▶ **Estratto scelto**:
○ ○ ○ ○ ○

Ma riconoscere le origini sovietiche di questo significato è impossibile, quindi dobbiamo parlare di una “tradizione millenaria”. Così, lo stile essenzialmente sovietico ha ricevuto una nuova confezione che non gli si addiceva del tutto. Le spiegazioni sono diventate fantomatiche, come il dolore di un dente mancante. Un fastidioso “perché?”.

Di conseguenza, la rappresentanza esterna funziona come una scatola vuota con l’etichetta “Soviet”: non c’è contenuto, ma il capitale del riconoscimento tiene insieme l’intera struttura.

Il 7 novembre ricorda la rivoluzione che ha dato alla Russia una soggettività ideologica globale. L’Impero era una superpotenza, ma la vera alternativa storica agli altri progetti era ancora l’URSS. La Russia moderna non può né rifiutare questa eredità né appropriarsene. Questo è il prezzo del trauma: la difficoltà di comprendere e, di conseguenza, di confezionare in un prodotto ciò che funziona esattamente e perché è importante per il mondo.

○ ○ ○ ○ ○

▶ **Voci del dataset**:
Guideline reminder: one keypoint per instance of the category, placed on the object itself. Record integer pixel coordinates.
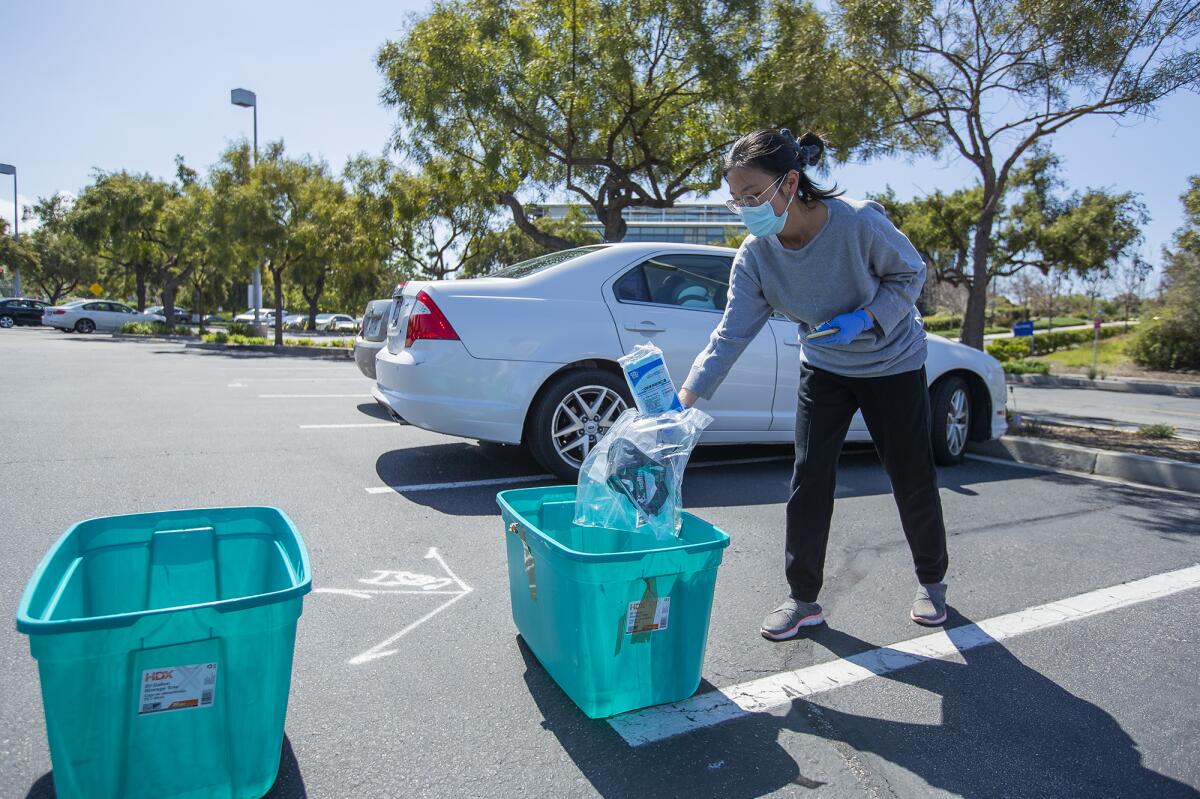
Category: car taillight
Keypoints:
(426, 320)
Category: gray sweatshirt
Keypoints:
(858, 260)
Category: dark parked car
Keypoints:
(19, 311)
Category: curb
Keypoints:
(335, 353)
(1108, 384)
(1131, 467)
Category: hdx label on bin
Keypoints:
(652, 619)
(178, 688)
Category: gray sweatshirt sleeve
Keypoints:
(745, 312)
(901, 272)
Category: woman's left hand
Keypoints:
(850, 326)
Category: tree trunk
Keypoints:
(613, 223)
(276, 277)
(977, 295)
(527, 227)
(168, 304)
(139, 276)
(318, 290)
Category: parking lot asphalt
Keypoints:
(421, 696)
(1087, 407)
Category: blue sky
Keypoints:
(127, 84)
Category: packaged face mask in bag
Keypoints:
(631, 478)
(646, 372)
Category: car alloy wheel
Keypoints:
(957, 421)
(951, 410)
(581, 419)
(569, 415)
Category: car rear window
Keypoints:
(541, 263)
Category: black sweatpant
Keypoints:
(897, 413)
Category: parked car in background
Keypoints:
(18, 311)
(372, 334)
(88, 316)
(183, 316)
(295, 320)
(336, 323)
(265, 317)
(529, 355)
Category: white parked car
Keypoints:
(88, 316)
(529, 355)
(336, 323)
(265, 317)
(372, 335)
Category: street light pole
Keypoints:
(9, 169)
(247, 98)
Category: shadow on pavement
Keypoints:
(1006, 731)
(708, 763)
(375, 410)
(288, 785)
(766, 482)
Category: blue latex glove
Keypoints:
(850, 326)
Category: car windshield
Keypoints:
(543, 263)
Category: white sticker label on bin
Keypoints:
(637, 622)
(178, 688)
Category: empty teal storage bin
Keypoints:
(619, 619)
(163, 644)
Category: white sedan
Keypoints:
(529, 355)
(88, 316)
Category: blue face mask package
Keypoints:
(649, 380)
(631, 478)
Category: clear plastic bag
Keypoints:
(631, 479)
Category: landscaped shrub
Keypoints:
(1026, 367)
(1167, 344)
(1009, 349)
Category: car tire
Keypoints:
(550, 434)
(951, 409)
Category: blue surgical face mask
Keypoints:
(761, 220)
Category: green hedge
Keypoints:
(1167, 344)
(1006, 349)
(1026, 367)
(942, 323)
(153, 329)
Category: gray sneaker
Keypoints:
(929, 607)
(786, 620)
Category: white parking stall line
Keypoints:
(641, 727)
(348, 426)
(312, 396)
(241, 384)
(769, 458)
(461, 484)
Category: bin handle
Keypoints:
(531, 568)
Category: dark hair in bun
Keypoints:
(777, 152)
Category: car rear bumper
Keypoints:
(439, 386)
(364, 355)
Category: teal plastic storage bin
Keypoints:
(163, 643)
(619, 619)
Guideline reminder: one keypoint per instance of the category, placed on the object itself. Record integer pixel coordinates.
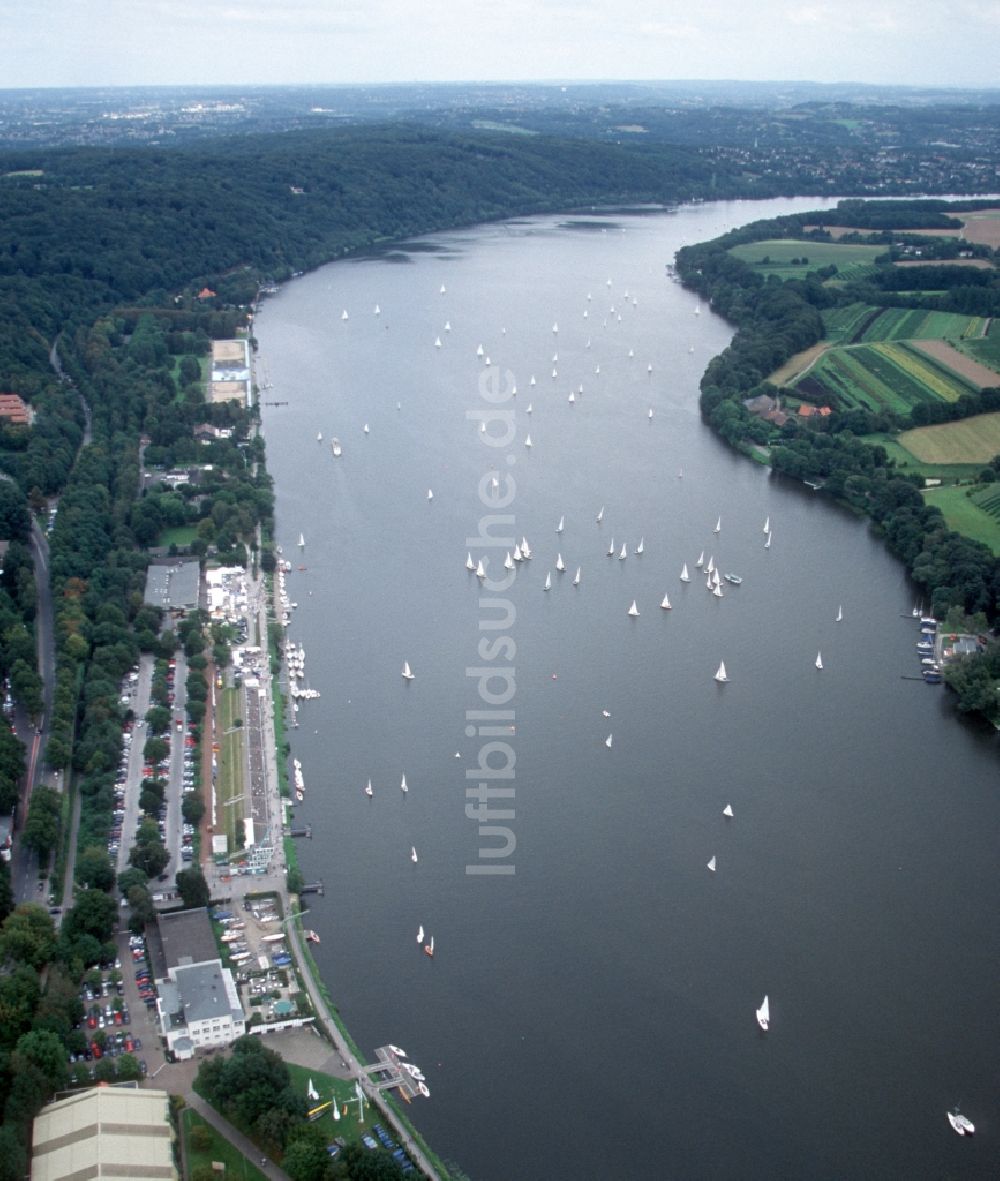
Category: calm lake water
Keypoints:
(593, 1013)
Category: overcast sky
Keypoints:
(92, 43)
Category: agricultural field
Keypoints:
(878, 377)
(861, 324)
(851, 261)
(974, 439)
(969, 510)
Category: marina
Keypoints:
(842, 883)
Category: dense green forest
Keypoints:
(775, 320)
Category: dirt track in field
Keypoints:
(965, 366)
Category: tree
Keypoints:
(193, 888)
(41, 827)
(93, 868)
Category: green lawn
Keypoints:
(963, 515)
(851, 261)
(237, 1167)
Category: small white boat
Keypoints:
(961, 1124)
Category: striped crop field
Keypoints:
(878, 377)
(861, 324)
(974, 439)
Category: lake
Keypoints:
(589, 1009)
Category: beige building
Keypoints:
(104, 1131)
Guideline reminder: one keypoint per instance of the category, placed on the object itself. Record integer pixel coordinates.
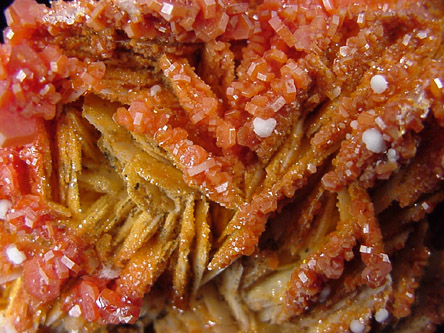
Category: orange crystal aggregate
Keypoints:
(262, 67)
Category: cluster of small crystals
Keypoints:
(271, 80)
(36, 247)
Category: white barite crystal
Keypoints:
(5, 205)
(356, 326)
(392, 155)
(15, 256)
(373, 140)
(378, 83)
(108, 272)
(381, 315)
(264, 127)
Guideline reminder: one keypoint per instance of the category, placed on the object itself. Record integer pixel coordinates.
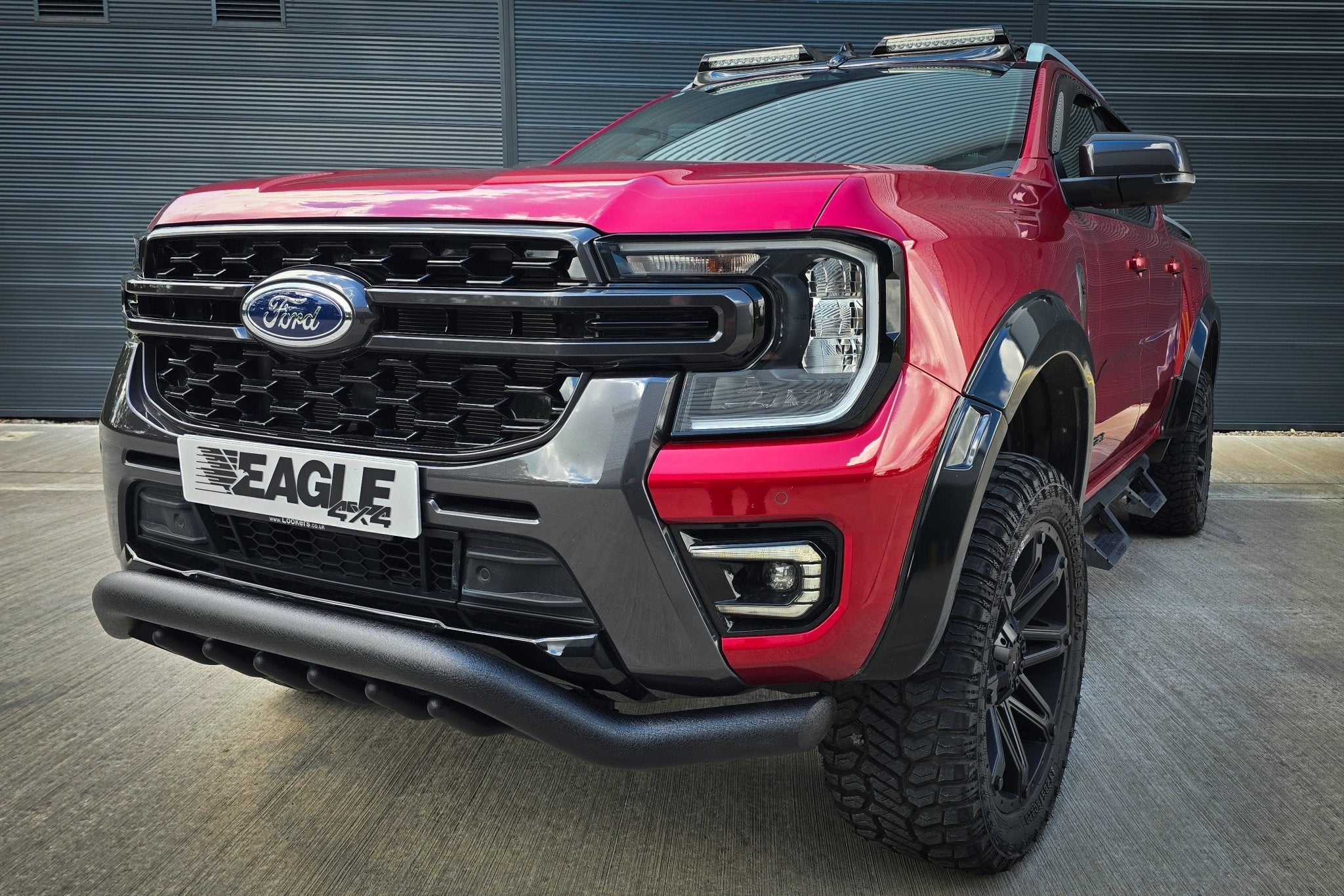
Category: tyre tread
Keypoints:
(902, 760)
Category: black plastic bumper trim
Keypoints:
(516, 697)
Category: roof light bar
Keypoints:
(784, 55)
(927, 42)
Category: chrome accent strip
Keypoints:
(1040, 51)
(554, 647)
(740, 312)
(187, 329)
(186, 288)
(578, 237)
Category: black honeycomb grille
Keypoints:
(337, 555)
(404, 261)
(429, 402)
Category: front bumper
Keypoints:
(425, 676)
(605, 488)
(593, 510)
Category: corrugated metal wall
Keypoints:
(1254, 91)
(578, 71)
(104, 123)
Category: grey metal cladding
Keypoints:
(1261, 123)
(104, 123)
(582, 70)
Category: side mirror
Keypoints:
(1129, 170)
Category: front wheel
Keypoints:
(960, 764)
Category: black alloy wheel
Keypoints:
(1030, 666)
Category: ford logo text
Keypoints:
(305, 311)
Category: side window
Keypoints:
(1077, 119)
(1077, 124)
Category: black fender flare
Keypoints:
(1035, 331)
(1205, 332)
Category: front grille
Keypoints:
(444, 261)
(432, 402)
(467, 321)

○ ○ ○ ○ ○

▶ **I tuoi compiti**:
#1 Secondo il brano sull'eredità sovietica, che cosa ricorda il 7 novembre?
#2 Nel tratto del brano sull'eredità sovietica che va da "Il 7 novembre" fino a "per il mondo.", ribattezza "superpotenza" come "grande potenza" e riporta il passo così modificato.
#3 Prosegui il brano sull'eredità sovietica a partire dall'ultima frase riportata.

▶ **Risposte ai compiti**:
#1 La rivoluzione che ha dato alla Russia una soggettività ideologica globale.

#2
Il 7 novembre ricorda la rivoluzione che ha dato alla Russia una soggettività ideologica globale. L’Impero era una grande potenza, ma la vera alternativa storica agli altri progetti era ancora l’URSS. La Russia moderna non può né rifiutare questa eredità né appropriarsene. Questo è il prezzo del trauma: la difficoltà di comprendere e, di conseguenza, di confezionare in un prodotto ciò che funziona esattamente e perché è importante per il mondo.

#3
PS. L’URSS creò un proprio orientalismo interno: ai leader dei partiti delle “repubbliche nazionali” veniva richiesto di adottare uno stile distintivo, caratterizzato da elogi esagerati nei confronti di Mosca, giuramenti di fedeltà, intensità emotiva e ornamenti artificiosi tipici dei libri di Leonid Solovyov su Hodja Nasreddin, insoliti nelle lingue vive.

I leader dell’Asia centrale di oggi stanno riproducendo con Trump lo stesso modello che i loro predecessori hanno utilizzato con Breznev. Anche il linguaggio rimane lo stesso: ieri alla Casa Bianca, la maggior parte dei partecipanti ha lodato Trump in russo.

Allo stesso tempo, domani la Russia inaugura un’interessante mostra sulla Piazza Rossa intitolata “La città delle storie viventi”:

A partire da domani e fino al 9 novembre, la Piazza Rossa presenterà “La città delle storie viventi”, dedicata all’84° anniversario della leggendaria parata militare del 1941.

Loro, almeno, non cambiano la storia: la ricordano!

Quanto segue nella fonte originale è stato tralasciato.